* **YOUR TASKS**
1. In the Beirut ceasefire post, what does the writer say about their throat and stomach?
2. Continue the Beirut ceasefire post after its final sentence.

* **SOURCE PASSAGE**
--- START ---

Beirut 23 August 2006
I’m alive.
Ceasefire does not happen overnight.
It’s not like you wake up one morning and the birds are singing and the sun is shining and you go to work like nothing ever happened.
Week of hell
This past week has been slow and tough. It is almost as if last month was all played in fast forward and then since the ceasefire, we are moving in ultra slow motion. For the last month, I just wanted everything to end. Now I don’t know where to begin. For the last month, I would purposefully try and numb myself because I was too afraid to feel everything. Today I am begging for my feelings to return because without them, I cannot live.
After a month of stress and living in fear, everything has caught up with me. My throat hurts a lot and my stomach is a perpetual mess. The knots have not gone yet and its beginning to cause physical damage. I am down, down, down. I couldn’t lift a finger to type. I couldn’t answer my phone calls. It was so difficult to wake up in the morning (and I’m usually Mrs. super positive!).
I guess it has all hit us one way or another - things are never going to be the same again. We cannot live the lives we had a few months ago.
We have to live better. Somehow, if that makes any sense.

--- END ---

* **MATERIAL PROVIDED**

--- START ---

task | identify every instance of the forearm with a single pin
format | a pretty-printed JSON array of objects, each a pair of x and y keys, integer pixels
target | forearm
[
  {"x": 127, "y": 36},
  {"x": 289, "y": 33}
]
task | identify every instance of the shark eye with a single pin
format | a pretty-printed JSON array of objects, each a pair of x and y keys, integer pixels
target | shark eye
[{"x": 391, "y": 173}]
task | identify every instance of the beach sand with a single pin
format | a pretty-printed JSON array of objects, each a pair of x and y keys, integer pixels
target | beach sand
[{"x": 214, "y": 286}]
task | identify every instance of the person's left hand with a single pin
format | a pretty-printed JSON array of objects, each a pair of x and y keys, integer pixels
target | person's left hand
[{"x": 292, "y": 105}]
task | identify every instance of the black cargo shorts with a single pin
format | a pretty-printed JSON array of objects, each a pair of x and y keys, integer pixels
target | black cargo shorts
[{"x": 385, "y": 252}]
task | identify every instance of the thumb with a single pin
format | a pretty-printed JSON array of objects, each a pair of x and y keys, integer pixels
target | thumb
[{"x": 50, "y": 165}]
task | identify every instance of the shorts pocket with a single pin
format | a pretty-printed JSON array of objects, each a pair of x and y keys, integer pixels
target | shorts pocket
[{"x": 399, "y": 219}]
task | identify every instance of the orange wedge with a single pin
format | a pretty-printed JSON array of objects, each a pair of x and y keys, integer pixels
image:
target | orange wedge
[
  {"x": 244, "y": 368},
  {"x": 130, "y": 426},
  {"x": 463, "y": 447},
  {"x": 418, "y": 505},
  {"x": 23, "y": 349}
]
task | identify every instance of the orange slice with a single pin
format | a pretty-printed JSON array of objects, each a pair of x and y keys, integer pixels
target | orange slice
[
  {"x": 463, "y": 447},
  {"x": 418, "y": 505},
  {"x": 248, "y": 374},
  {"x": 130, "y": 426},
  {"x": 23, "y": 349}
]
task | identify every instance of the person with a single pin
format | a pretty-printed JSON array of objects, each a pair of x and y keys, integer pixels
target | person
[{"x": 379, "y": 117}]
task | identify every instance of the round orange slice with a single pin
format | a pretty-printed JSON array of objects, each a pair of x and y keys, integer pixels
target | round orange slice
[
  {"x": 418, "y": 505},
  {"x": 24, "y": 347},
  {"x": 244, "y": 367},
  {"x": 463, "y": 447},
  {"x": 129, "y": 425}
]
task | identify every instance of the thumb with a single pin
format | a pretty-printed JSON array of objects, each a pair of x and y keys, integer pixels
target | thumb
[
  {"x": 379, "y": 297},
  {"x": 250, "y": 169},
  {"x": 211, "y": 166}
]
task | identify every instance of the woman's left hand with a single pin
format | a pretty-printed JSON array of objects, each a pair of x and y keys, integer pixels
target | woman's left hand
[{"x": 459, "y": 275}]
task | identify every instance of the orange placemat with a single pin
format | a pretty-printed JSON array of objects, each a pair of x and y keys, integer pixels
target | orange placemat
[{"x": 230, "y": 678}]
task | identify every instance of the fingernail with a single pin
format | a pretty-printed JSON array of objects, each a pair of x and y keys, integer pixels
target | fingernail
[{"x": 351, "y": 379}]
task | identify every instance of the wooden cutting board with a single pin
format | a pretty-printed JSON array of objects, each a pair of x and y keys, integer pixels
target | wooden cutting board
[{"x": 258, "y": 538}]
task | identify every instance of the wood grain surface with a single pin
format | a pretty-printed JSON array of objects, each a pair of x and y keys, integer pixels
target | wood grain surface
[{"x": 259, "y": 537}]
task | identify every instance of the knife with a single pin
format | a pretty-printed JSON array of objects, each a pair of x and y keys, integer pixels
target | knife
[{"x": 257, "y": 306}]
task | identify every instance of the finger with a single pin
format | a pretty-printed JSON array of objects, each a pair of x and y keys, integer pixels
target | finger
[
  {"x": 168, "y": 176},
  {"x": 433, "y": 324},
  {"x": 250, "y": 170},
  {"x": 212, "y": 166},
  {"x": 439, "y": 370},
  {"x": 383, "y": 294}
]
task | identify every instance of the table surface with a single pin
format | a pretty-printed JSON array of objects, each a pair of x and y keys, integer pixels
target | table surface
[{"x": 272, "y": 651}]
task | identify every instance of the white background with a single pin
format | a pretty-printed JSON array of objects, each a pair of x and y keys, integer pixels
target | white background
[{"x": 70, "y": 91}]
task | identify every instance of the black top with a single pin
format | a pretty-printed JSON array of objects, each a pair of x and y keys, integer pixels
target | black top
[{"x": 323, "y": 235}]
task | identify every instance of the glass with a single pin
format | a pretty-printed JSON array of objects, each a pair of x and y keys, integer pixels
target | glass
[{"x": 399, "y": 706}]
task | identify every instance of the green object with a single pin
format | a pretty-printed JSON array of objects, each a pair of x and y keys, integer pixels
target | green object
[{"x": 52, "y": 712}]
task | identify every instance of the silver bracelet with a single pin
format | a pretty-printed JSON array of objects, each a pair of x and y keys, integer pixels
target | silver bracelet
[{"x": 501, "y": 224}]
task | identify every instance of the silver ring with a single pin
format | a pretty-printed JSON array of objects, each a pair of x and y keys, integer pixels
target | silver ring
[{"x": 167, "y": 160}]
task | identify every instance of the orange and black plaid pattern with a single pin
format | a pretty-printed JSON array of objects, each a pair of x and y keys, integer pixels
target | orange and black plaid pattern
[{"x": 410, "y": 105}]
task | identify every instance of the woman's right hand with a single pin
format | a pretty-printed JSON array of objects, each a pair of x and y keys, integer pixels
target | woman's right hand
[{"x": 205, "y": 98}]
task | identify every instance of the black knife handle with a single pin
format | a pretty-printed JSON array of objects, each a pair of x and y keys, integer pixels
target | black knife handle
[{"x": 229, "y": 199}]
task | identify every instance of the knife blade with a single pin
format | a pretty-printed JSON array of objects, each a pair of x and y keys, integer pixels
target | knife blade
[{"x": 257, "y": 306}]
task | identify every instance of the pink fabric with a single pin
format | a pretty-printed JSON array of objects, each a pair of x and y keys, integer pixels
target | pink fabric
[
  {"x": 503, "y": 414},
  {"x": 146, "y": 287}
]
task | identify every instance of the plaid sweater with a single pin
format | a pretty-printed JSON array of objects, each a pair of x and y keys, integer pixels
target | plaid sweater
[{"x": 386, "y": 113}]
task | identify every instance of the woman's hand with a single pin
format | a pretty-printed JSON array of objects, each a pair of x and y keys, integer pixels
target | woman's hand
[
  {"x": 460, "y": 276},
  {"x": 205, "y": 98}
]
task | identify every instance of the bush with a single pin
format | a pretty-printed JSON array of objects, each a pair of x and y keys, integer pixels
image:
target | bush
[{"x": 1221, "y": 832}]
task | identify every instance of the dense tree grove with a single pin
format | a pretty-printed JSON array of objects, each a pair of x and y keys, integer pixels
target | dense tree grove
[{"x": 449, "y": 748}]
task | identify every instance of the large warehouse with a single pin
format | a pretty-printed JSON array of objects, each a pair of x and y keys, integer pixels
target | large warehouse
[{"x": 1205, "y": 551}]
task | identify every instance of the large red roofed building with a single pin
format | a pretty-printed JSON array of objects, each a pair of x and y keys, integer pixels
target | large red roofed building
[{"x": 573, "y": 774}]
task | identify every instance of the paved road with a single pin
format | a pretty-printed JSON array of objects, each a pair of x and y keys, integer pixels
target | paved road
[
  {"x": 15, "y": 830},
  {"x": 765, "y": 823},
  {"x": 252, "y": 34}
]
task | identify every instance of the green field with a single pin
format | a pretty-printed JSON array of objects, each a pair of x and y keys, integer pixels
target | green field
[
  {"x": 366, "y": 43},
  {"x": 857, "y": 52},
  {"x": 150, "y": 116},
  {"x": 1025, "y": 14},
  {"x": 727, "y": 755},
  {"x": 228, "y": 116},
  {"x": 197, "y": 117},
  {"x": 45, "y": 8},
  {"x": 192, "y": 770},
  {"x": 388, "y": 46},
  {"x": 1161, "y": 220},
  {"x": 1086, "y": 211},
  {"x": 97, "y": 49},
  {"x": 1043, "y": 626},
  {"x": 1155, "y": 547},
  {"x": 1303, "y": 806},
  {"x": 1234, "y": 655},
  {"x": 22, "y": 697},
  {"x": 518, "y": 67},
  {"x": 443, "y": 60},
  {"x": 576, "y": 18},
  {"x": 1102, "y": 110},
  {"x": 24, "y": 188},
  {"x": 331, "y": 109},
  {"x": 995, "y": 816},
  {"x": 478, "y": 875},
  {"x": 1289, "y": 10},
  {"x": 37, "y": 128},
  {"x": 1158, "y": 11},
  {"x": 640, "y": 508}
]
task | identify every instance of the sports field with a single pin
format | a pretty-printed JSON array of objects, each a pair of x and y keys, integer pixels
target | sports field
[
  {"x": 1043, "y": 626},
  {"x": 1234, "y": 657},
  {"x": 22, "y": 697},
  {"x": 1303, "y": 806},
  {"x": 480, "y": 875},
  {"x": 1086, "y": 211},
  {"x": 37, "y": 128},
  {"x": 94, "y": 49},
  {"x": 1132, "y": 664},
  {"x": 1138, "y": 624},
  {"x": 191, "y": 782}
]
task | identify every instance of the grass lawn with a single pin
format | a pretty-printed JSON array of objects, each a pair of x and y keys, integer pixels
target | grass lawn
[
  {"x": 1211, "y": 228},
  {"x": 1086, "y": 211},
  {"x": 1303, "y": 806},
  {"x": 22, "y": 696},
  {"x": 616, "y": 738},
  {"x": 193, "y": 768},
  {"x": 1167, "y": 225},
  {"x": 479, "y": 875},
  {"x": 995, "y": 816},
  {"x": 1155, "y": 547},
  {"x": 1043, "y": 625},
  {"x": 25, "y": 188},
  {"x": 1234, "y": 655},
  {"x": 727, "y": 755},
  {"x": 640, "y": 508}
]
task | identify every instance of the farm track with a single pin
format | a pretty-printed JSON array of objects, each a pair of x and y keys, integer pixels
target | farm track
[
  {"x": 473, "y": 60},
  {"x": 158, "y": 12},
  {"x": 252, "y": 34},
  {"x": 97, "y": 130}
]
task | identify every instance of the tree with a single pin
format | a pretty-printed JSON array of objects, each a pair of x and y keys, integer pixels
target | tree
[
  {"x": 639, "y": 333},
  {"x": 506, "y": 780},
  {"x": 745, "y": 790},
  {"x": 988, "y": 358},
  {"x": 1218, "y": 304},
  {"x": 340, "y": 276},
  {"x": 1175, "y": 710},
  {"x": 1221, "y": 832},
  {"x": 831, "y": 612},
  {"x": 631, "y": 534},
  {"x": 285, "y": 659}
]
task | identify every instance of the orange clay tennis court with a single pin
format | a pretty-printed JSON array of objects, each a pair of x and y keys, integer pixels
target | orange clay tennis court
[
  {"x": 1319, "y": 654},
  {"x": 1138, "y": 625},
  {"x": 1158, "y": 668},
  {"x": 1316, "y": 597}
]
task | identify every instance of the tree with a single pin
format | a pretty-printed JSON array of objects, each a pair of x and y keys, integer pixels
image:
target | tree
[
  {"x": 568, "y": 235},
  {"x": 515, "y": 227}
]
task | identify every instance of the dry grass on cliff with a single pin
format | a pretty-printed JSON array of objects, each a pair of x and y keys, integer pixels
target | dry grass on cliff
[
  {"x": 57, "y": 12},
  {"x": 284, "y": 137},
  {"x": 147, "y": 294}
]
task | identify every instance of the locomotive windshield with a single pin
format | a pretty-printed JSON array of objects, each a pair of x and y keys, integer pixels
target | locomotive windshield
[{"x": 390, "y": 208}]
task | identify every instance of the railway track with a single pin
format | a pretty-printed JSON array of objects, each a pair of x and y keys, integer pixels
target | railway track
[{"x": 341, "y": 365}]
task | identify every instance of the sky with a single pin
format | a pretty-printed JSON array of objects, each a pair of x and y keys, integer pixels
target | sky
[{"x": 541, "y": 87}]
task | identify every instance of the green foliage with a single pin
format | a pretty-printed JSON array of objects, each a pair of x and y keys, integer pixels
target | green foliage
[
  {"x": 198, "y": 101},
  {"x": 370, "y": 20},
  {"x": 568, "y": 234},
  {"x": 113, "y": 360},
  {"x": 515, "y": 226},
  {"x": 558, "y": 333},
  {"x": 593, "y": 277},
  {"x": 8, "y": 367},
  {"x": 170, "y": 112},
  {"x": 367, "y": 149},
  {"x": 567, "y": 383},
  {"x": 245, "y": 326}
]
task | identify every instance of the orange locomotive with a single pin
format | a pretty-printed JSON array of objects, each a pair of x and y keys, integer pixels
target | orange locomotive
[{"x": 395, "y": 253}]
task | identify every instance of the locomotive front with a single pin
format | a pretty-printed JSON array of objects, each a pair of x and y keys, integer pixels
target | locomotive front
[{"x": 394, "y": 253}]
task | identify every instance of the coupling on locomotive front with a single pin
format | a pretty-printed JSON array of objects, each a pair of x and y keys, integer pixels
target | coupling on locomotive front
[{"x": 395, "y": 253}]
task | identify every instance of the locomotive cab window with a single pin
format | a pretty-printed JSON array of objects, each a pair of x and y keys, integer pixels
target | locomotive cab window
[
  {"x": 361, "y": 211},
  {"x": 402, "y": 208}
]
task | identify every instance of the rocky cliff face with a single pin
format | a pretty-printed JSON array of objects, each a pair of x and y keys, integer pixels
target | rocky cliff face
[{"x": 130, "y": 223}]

--- END ---

* **TASK RESULTS**
1. The writer's throat hurts a lot, and their stomach is a perpetual mess.

2.
I have been having the worst of nightmares. I don’t know why I’m getting them now. Before, I would give anything for a good night’s rest. For a quiet night. Now that I am sleeping, finally, I have allowed myself to return to the dreamworld. But it’s not a very nice place at the moment. It is full of fears and worries … and so many dead people.
I don’t know if I could handle war again. I don’t know how it is that I am still alive. I don’t know if I could do it all over again. Please, I don’t want to.
The aftermath
There were mass burials held this past week. So many bodies had been left to rot because no one could access them before. Now they are being buried.
Families are wondering why … why?
Many people are getting sick. There is a new virus going around. I heard it has something to do with the toxins coming out of the damaged buildings plus the dead bodies. It could be from the oil spill, or from the tanks that burned for three weeks covering Beirut in a black smog. The virus lasts for a few days. Its symptoms are vomiting, diarrhea and very high temperature.
On the day of the ceasefire, many people began the return to their homes. They crossed the rivers by foot when necessary, they were so determined to get home … to see if they still had a home. Nasrallah announced that he was going to fix all the houses for free, and that he would provide money to pay for accommodation for people who had lost their homes, while he fixed their old homes.
There are cluster bombs everywhere. They dropped cluster bombs on us. There are so many that didn’t explode. They are so, so dangerous.
In Dahiye the other day, people put up banners on top of the rubble of the buildings. The banner read: Made in the USA.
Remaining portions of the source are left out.